╭─ Dataset extract

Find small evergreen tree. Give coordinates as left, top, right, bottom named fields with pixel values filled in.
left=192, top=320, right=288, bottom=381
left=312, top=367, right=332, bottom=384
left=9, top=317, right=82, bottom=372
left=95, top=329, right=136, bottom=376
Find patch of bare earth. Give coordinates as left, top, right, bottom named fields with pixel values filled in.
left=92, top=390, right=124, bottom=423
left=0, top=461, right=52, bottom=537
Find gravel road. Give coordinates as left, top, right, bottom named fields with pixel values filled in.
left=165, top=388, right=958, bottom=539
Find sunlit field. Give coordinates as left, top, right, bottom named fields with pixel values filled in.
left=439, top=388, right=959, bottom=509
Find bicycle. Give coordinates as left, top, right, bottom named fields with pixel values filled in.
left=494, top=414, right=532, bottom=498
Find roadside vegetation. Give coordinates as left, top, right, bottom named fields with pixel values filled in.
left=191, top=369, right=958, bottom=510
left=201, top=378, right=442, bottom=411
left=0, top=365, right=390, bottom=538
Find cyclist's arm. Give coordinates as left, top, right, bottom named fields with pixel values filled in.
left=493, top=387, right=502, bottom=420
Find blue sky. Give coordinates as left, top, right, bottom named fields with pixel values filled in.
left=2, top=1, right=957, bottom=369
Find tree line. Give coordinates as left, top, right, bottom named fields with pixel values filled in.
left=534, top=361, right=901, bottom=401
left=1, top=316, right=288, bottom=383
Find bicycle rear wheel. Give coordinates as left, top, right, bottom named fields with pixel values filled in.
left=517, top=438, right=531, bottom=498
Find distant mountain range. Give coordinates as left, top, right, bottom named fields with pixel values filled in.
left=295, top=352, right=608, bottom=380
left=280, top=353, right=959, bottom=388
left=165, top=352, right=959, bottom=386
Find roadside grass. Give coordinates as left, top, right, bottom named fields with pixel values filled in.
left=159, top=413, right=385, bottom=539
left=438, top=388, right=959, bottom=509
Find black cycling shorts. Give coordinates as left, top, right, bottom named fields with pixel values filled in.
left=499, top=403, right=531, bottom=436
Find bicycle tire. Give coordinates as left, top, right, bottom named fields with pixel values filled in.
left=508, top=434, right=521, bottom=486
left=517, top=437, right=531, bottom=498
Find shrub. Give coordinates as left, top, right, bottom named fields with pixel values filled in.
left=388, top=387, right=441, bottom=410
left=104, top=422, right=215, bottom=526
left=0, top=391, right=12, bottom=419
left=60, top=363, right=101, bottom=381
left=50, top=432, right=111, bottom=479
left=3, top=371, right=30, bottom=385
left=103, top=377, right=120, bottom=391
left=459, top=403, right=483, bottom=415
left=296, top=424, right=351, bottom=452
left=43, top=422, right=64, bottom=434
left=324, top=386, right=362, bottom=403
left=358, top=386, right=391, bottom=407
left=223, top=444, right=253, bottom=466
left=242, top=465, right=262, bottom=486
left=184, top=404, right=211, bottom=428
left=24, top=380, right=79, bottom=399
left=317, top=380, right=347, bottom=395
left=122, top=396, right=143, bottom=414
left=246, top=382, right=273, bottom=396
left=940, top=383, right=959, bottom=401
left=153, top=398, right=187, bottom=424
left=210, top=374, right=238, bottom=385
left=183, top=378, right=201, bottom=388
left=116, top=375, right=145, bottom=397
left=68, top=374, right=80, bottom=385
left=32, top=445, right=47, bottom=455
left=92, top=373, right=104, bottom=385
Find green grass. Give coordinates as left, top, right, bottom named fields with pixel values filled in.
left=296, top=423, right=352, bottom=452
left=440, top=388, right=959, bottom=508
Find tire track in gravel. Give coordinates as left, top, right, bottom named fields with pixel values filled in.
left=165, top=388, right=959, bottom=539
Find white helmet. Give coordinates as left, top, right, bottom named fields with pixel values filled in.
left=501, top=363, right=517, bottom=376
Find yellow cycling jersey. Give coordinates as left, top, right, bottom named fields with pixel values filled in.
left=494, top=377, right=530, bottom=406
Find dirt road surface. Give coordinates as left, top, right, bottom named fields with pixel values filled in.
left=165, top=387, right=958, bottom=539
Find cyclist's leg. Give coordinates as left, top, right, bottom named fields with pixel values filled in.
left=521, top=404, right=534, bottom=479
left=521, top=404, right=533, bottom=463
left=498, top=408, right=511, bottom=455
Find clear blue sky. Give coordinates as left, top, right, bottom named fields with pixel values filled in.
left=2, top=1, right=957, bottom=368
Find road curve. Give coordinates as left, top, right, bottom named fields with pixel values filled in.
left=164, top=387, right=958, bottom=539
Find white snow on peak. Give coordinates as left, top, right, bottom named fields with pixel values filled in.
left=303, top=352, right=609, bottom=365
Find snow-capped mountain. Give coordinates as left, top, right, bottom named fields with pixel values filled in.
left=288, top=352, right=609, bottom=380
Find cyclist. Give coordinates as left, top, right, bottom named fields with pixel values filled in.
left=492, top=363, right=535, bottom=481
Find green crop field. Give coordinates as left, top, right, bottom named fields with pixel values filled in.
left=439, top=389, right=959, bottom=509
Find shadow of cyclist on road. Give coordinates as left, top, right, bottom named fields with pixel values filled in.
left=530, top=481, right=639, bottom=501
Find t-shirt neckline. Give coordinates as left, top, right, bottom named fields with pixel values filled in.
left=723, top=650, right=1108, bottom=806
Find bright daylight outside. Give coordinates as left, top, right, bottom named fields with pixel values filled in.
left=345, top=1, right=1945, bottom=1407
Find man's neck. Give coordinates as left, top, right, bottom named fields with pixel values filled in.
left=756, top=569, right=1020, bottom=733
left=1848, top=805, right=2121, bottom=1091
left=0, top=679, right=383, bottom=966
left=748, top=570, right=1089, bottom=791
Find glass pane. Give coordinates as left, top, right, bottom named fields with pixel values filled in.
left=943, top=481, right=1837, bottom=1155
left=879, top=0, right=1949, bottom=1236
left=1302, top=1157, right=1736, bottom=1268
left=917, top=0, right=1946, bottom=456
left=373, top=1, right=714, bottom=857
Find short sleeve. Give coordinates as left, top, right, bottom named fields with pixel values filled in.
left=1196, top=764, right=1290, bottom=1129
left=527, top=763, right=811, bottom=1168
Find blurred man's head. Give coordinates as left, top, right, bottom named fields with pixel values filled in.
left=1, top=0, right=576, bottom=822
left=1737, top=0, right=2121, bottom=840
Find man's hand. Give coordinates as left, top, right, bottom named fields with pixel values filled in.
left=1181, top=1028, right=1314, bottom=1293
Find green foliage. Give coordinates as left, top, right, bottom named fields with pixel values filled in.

╰─

**Assignment:** Could you copy the listing above word for word?

**Task result:**
Find small evergreen tree. Give coordinates as left, top, right, bottom named fields with pixel values filled in.
left=192, top=320, right=288, bottom=381
left=312, top=367, right=332, bottom=384
left=9, top=317, right=82, bottom=372
left=95, top=329, right=136, bottom=376
Find patch of bare earth. Give coordinates as left, top, right, bottom named fields with pixel values filled in.
left=92, top=390, right=124, bottom=423
left=0, top=461, right=52, bottom=537
Find gravel road. Give coordinates as left, top, right, bottom named fields with pixel values filled in.
left=165, top=388, right=958, bottom=539
Find sunlit field. Give coordinates as left, top, right, bottom named fields with pixel values filled in.
left=439, top=388, right=959, bottom=509
Find bicycle. Give coordinates as left, top, right, bottom named fields with pixel values filled in.
left=494, top=414, right=532, bottom=498
Find roadside vegetation. Give coordinates as left, top, right, bottom named fields with pixel values filled in.
left=191, top=369, right=958, bottom=510
left=201, top=378, right=442, bottom=411
left=0, top=365, right=390, bottom=538
Find cyclist's arm. Give coordinates as left, top, right, bottom named fields with pixel values filled in.
left=493, top=387, right=502, bottom=420
Find blue sky. Give coordinates as left, top, right, bottom named fields with pixel values filled in.
left=2, top=1, right=957, bottom=369
Find tree line. Give coordinates as left, top, right, bottom named fields with pixel values filled in.
left=534, top=361, right=901, bottom=401
left=1, top=316, right=288, bottom=383
Find bicycle rear wheel. Give coordinates as left, top, right, bottom named fields with pixel values filled in.
left=517, top=438, right=531, bottom=498
Find distant mountain range. Give coordinates as left, top, right, bottom named fields with pixel values filled in.
left=295, top=352, right=608, bottom=380
left=280, top=353, right=959, bottom=388
left=165, top=352, right=959, bottom=386
Find roadside grass. Give coordinates as left, top, right, bottom named fields with pixel values filled in.
left=159, top=413, right=385, bottom=539
left=438, top=388, right=959, bottom=509
Find black cycling shorts. Give coordinates as left, top, right, bottom named fields with pixel values filled in.
left=499, top=403, right=531, bottom=436
Find bicycle tire. Give coordinates as left, top, right, bottom named fields with pixel values filled in.
left=508, top=434, right=521, bottom=486
left=517, top=437, right=531, bottom=498
Find shrub. Give coordinates as left, top, right, bottom named fields with pixel values filled in.
left=388, top=387, right=441, bottom=410
left=104, top=422, right=215, bottom=526
left=0, top=391, right=12, bottom=419
left=60, top=363, right=101, bottom=381
left=50, top=432, right=111, bottom=479
left=3, top=371, right=30, bottom=385
left=103, top=377, right=120, bottom=391
left=459, top=403, right=483, bottom=415
left=296, top=424, right=351, bottom=452
left=43, top=422, right=64, bottom=434
left=324, top=386, right=362, bottom=403
left=358, top=386, right=391, bottom=407
left=223, top=444, right=253, bottom=466
left=242, top=465, right=262, bottom=486
left=184, top=404, right=211, bottom=428
left=24, top=380, right=79, bottom=399
left=317, top=380, right=347, bottom=395
left=122, top=396, right=143, bottom=414
left=246, top=382, right=273, bottom=396
left=940, top=383, right=959, bottom=401
left=153, top=398, right=187, bottom=424
left=210, top=374, right=238, bottom=385
left=183, top=378, right=201, bottom=388
left=116, top=375, right=145, bottom=397
left=68, top=374, right=80, bottom=385
left=32, top=445, right=47, bottom=455
left=92, top=373, right=104, bottom=385
Find green grass. Give coordinates as left, top, right, bottom named fields with pixel values filled in.
left=296, top=423, right=352, bottom=452
left=440, top=388, right=959, bottom=508
Find tire track in gravel. Give coordinates as left, top, right, bottom named fields with pixel values filled in.
left=165, top=388, right=959, bottom=539
Find white helmet. Give coordinates as left, top, right, bottom named fields with pixel values filled in.
left=501, top=363, right=517, bottom=376
Find yellow cycling jersey. Give coordinates as left, top, right, bottom named fields with pixel values filled in.
left=494, top=377, right=530, bottom=406
Find dirt road surface. Give coordinates as left, top, right, bottom named fields with pixel values filled in.
left=165, top=387, right=958, bottom=539
Find cyclist's leg. Give coordinates as left, top, right, bottom named fields with pixel values filled in.
left=521, top=404, right=534, bottom=479
left=521, top=404, right=533, bottom=463
left=498, top=408, right=511, bottom=455
Find clear blue sky. Give coordinates as left, top, right, bottom named fields with pixel values filled in.
left=2, top=1, right=957, bottom=368
Find road curve. Give coordinates as left, top, right, bottom named fields with pixel values filled in.
left=164, top=387, right=958, bottom=539
Find white snow on peak. Give coordinates as left, top, right, bottom named fields with pixel values filled in.
left=303, top=352, right=609, bottom=365
Find snow-capped mountain. Give coordinates as left, top, right, bottom named fields with pixel values filled in.
left=288, top=352, right=609, bottom=380
Find cyclist. Give coordinates as left, top, right, bottom named fields with pixel values filled in.
left=492, top=363, right=535, bottom=481
Find green crop field. Give coordinates as left, top, right, bottom named fields with pixel values filled in.
left=439, top=389, right=959, bottom=509
Find shadow of cyclist on road. Give coordinates as left, top, right, bottom named fields with pixel values filled in.
left=530, top=481, right=639, bottom=501
Find t-shirt neckline. Give coordinates as left, top, right, bottom named fields with pixel values filled in.
left=723, top=650, right=1108, bottom=806
Find bright daylight outside. Give coordinates as left, top, right, bottom named fields with pixel values filled in.
left=345, top=1, right=1945, bottom=1407
Find man's neck. Give coordinates as left, top, right, bottom named fields with pixel values filled in.
left=756, top=569, right=1020, bottom=733
left=1848, top=805, right=2121, bottom=1091
left=0, top=679, right=383, bottom=966
left=748, top=570, right=1089, bottom=791
Find glass pane. Give coordinates as left, top, right, bottom named fields with pixel values filled in.
left=943, top=481, right=1837, bottom=1155
left=879, top=0, right=1949, bottom=1236
left=1302, top=1157, right=1736, bottom=1268
left=917, top=0, right=1946, bottom=456
left=373, top=1, right=714, bottom=857
Find short sleeve. Give coordinates as left, top, right, bottom named fields with pixel values filled in.
left=1196, top=764, right=1290, bottom=1129
left=527, top=763, right=811, bottom=1168
Find blurred man's head. Give coordinates as left, top, right, bottom named fields with pixel values filled in.
left=1, top=0, right=576, bottom=822
left=1737, top=0, right=2121, bottom=840
Find man's hand. Give coordinates as left, top, right, bottom named fields with pixel values filled in.
left=1181, top=1028, right=1314, bottom=1293
Find green foliage. Give coordinates as left, top, right, bottom named fields with pixel values filled in.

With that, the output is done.